--- start of DOCUMENT ---

In a deal announced in late July, CalEnergy agreed to farm into 50% of IOG’s core project, committing to £40 million up front on completion and two development carries of £60 million and £65 million on Phase 1 and 2, respectively. The deal also includes an Area of Mutual Interest (AMI) agreement, whereby the two companies will work together 50:50 on any future developments around the Thames pipeline infrastructure, as well as options on future development opportunities and Licensing Rounds.
The agreement also left operatorship with IOG, offering another distinct advantage, and in Hockey’s view “a real testament to the team that is in place here.”
The rest of the project funding was raised via a €100 million bond issued on the Nordic bond market in September last year. The partners then approved a final investment decision in late October, signing off work schedules for 2020 at the same time and setting the project towards first gas targeted in July 2021.
In addition to securing external partners, Hockey says IOG has put a lot of effort into strengthening its management team and board over the last twelve months, picking experienced board members from engineering, finance, subsurface and commercial backgrounds. It has also recruited several management team members with proven backgrounds in SNS gas development, all of which has helped add credibility to its plans.
“Transformational is a bit cliched, but it was transformational because we turned the whole thing around and IOG is a completely different company now in terms of capital structure, shareholder base, the team – it’s all completely different from what it was even just a year ago.”
Preparing a pipeline
Work is now underway to prepare the facilities and infrastructure to support the two phases of development across the core portfolio. As of January, Hockey says the team are working with contractors under effective heads of terms for the design of two platforms – one each at Southwark and Blythe – with EPC and construction slated to begin early in the year, pending FDP approval.

--- end of DOCUMENT ---

## COMPLETE THE FOLLOWING
- 1) In the IOG gas development text, which professional backgrounds were the new board members chosen from?
- 2) According to the IOG gas development text, when is first gas targeted?
- 3) Carry on the IOG gas development text from where it stops.

--- start of RAW RECORDS ---

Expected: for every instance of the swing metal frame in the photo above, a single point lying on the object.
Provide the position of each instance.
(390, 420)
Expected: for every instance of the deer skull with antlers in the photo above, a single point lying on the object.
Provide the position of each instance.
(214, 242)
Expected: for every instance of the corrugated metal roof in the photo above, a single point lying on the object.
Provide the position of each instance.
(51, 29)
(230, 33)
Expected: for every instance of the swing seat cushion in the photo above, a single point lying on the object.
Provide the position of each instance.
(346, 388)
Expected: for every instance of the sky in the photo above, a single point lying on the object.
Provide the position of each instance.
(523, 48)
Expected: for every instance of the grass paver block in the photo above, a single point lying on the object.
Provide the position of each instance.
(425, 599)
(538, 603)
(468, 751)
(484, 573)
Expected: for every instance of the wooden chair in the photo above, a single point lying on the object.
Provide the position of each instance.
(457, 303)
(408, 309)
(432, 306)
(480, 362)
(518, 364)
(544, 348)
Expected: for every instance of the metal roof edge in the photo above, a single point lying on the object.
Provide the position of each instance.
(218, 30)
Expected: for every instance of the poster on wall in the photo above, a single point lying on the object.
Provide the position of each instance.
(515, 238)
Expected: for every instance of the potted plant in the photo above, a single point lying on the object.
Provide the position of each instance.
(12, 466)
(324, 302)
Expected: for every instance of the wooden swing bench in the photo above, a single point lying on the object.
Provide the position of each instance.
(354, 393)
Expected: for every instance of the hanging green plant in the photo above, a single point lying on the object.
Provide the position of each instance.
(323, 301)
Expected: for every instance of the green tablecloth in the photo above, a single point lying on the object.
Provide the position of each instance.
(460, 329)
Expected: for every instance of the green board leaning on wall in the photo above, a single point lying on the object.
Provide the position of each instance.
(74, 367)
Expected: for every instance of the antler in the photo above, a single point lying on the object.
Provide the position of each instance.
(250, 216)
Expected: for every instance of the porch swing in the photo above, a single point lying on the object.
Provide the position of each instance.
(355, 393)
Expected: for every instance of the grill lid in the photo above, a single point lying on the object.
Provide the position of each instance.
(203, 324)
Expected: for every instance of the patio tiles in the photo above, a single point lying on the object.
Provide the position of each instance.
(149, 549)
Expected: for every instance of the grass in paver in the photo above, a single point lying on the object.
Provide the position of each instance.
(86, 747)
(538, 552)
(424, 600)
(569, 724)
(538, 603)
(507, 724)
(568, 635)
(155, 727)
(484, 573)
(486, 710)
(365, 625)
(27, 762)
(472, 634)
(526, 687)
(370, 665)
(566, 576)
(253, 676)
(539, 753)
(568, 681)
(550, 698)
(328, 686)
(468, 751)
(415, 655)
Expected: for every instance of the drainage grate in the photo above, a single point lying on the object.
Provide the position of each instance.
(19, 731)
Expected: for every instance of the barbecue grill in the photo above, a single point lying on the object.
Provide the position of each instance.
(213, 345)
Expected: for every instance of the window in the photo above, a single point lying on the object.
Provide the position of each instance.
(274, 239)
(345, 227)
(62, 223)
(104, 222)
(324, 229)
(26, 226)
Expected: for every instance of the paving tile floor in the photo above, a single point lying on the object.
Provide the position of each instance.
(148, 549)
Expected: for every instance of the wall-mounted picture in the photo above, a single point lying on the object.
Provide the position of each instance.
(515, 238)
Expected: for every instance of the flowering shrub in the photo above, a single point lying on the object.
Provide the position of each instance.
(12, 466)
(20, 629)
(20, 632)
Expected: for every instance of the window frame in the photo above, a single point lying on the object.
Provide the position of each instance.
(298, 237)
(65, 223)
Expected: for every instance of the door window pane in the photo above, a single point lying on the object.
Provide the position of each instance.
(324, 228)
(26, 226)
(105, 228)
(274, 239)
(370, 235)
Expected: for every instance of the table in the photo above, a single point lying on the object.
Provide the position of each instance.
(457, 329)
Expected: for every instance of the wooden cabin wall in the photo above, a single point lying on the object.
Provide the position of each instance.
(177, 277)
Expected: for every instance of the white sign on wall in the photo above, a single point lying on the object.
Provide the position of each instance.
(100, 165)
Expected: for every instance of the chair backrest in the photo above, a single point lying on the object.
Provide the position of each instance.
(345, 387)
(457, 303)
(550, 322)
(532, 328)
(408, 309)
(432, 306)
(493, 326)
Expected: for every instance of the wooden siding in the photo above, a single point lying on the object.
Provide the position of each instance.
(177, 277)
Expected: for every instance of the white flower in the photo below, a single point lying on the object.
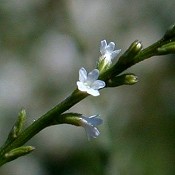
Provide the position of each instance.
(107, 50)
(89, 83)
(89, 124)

--- end of RAW RECORDS ---
--- start of RAW RECORDS ---

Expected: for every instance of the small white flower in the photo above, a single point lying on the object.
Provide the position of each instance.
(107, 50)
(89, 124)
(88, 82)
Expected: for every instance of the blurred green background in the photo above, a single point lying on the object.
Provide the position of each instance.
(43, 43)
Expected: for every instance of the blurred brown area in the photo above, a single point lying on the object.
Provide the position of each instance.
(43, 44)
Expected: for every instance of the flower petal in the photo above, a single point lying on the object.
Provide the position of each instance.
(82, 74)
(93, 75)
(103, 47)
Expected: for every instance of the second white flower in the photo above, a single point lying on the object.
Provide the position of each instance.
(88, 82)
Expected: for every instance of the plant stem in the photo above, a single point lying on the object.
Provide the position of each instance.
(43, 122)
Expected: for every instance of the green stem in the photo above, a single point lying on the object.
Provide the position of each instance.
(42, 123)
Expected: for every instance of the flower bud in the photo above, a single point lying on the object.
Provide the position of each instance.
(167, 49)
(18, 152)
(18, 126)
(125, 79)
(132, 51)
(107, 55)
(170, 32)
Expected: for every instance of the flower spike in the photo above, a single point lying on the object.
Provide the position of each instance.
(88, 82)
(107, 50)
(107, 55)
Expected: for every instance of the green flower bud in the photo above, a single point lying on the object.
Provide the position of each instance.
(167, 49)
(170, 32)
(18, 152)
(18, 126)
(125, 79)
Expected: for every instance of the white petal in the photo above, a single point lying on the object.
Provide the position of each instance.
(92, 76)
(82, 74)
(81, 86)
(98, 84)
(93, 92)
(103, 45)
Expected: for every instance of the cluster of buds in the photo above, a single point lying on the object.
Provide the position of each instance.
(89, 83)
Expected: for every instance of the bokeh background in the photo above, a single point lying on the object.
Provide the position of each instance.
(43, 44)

--- end of RAW RECORDS ---

## EXERCISE RESPONSES
- 1) Engineering, finance, subsurface and commercial.

- 2) July 2021.

- 3)
As with other recent SNS projects, these will be normally unmanned installations (NUI), with minimal production and processing facilities. Tiebacks include a 7km link from the Southwark platform to the Thames Pipeline, planned to be laid this summer, and a 24km line from Blythe to Thames laid in the autumn. A subsea wellhead at Elgood will also be tied back to the Blythe platform via another 10km line. Further tiebacks between the Thames infrastructure and the Nailsworth, Elland and Goddard fields will then be laid in phase two.
IOG will also be building an internal drilling team to manage its 12-well campaign, with five wells planned for phase one and seven in phase two. Open-water drilling is planned to begin early in 2021 at Elgood, before moving to Southwark-1, which will be the first well brought into production. This will be followed by a well at Blythe and the simultaneous hook-up of Elgood to the Blythe platform, before the drilling team move back to Southwark for the final two wells, with completion expected in early 2022.
Meanwhile, extensive refurbishment work will take place on the Thames Reception Facilities at Bacton Gas Terminal. Of the £280 million in capital committed to the Phase 1, onshore work here will account for around 10%. Nevertheless, this appears to deliver significant value; even with the cost of refurbishment, Hockey says the pipeline “saved us £100 million up front in CAPEX and over £100 million in terms of life of field OPEX that we don’t have to spend on transport tariffs to other people. It is fundamental to the overall economics of all these fields.”
He cites September 2018 as the point at which he believes the rest of the industry began to take a proper interest in the pipeline’s potential. Following asset integrity surveys, the team conducted a full operational test of the pipeline, pressurising to 150 bar for a full 24 hours. “That showed it can cope with a flow of 550 million cf/d, which is way over what we need,” he explains. “Our portfolio only needs to use about 40% of that for the core project at its peak production level. It’s a real asset.”
Hockey also credits regulatory support from the Oil and Gas Authority (OGA), particularly when it came to completing the numerous tasks around acquiring the pipeline – reassuring given the department’s focus on ‘the right assets in the right hands.’ “This really is MER in action,” he affirms.
He also believes that ownership of the pipeline and assets sets IOG apart as an investment proposition: “I think it’s pretty much a unique position, the ownership of infrastructure that we have. We don’t have to go to the majors to get our gas to market…and once you’ve got the core project up and running, it delivers really good returns.” Indeed, following first gas in July 2021, IOG projects it can begin generating free cash by October.
Beyond the financial advantages, the re-use of the infrastructure has implications for the carbon intensity of IOG’s gas production as well. As sustainability and environmental disclosure becomes a greater issue for investors and regulators, the company hopes that its indigenous production, minimal facilities and refurbished pipeline will set it apart from its peers. Adds Hockey: “When we were out on the bond roadshow, we were repeatedly asked about our approach to ESG and to our carbon footprint and we are able to respond with confidence. We’re now doing further work to try to demonstrate how this should be an exceptionally low-carbon-footprint project in the North Sea context.”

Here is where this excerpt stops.